> DESCRIPTION OF THE TASK:
Can you convert everything below, from the line containing "of the scattered" down to the line containing "Query: scattered rock", both included, into a JSON list of strings with one string per line and blank lines omitted?

____ DATA SUPPLIED

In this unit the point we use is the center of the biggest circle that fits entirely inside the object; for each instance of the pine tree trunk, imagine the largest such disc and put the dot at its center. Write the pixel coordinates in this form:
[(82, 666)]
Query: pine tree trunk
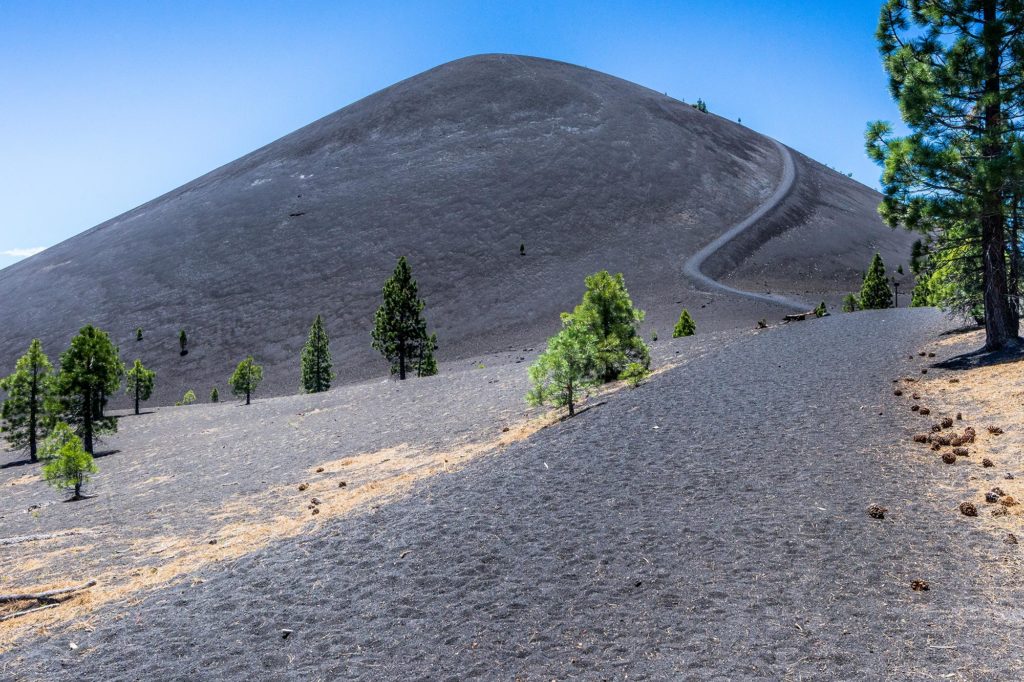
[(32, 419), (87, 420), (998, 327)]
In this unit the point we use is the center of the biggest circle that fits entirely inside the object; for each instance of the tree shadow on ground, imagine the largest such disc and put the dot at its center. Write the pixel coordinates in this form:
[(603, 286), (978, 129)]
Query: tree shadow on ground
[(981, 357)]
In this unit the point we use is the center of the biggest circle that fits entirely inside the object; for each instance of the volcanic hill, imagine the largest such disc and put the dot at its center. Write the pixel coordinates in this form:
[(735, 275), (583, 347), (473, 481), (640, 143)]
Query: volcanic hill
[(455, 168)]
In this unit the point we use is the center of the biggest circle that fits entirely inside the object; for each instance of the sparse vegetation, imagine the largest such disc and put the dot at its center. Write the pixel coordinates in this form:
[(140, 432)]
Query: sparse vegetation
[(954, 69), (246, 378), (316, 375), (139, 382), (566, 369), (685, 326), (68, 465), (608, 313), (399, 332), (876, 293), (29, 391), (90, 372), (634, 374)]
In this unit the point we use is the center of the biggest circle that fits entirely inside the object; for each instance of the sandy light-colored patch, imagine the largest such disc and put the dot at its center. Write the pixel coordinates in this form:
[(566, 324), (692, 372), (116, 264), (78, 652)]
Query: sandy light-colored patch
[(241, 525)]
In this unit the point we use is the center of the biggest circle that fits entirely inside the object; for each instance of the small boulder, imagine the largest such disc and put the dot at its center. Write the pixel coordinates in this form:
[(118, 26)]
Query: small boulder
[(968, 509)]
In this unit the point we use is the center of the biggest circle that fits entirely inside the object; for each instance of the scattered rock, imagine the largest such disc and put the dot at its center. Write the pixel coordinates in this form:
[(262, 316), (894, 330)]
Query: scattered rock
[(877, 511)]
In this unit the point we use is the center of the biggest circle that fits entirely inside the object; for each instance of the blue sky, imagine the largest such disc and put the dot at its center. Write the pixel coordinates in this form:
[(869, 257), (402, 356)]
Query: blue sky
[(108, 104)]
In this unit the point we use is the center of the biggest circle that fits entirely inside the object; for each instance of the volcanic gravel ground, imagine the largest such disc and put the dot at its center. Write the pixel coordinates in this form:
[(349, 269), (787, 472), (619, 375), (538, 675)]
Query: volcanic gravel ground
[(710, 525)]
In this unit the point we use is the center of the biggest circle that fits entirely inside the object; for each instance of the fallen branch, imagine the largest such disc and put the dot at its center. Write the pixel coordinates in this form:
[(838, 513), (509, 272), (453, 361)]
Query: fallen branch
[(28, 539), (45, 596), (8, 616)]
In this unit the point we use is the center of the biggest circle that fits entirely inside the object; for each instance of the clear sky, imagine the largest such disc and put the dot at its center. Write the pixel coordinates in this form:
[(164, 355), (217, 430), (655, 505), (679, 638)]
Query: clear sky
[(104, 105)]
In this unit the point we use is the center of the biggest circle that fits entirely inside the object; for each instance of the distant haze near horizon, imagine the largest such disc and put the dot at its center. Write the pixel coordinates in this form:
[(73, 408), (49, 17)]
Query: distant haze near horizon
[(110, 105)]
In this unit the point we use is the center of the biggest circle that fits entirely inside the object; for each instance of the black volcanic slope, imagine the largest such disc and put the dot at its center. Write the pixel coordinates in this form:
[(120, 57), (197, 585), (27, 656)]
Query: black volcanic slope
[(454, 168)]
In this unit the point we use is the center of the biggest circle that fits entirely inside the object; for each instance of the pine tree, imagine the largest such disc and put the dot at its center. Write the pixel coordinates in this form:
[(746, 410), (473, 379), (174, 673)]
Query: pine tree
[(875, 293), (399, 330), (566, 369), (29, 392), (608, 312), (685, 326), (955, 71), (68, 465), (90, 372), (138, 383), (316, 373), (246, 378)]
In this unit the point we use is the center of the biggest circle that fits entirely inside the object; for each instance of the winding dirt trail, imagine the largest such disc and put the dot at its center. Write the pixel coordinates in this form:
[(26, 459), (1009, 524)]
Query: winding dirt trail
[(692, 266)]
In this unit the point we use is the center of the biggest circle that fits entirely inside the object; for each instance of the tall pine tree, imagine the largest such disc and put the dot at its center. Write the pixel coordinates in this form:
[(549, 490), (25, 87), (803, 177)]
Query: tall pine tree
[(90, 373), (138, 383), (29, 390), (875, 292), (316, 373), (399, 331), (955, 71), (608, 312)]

________

> SOLUTION BELOW:
[
  "In this unit the point we use is the center of the biggest circle that fits entirely inside the object; for each instance of the scattered rock, imagine the largest such disc and put the dot at its center. Write the pixel coordinates in this form:",
  "[(262, 316), (894, 330)]",
  "Query: scattered rock"
]